=== Exercise directions ===
Line filter on the word "marker": copy each matching line from the entries.

=== Exercise input ===
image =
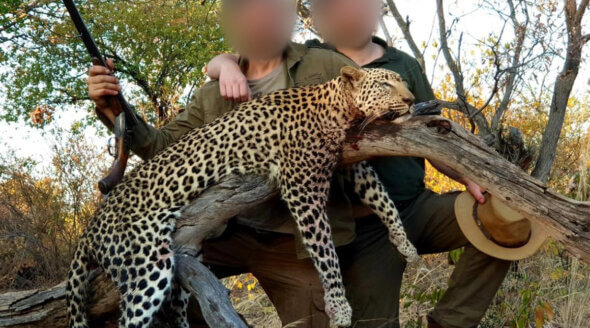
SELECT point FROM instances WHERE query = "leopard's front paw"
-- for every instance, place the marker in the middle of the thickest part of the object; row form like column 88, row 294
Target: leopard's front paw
column 407, row 249
column 339, row 312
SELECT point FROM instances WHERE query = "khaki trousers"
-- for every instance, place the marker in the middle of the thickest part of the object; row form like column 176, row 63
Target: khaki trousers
column 372, row 269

=== Written solution ===
-- for every instance, place the marker in the middle of the thickest part of the object; row form like column 88, row 294
-- for every instance, place the marker in the middle of the thickest part of the object; row form like column 176, row 63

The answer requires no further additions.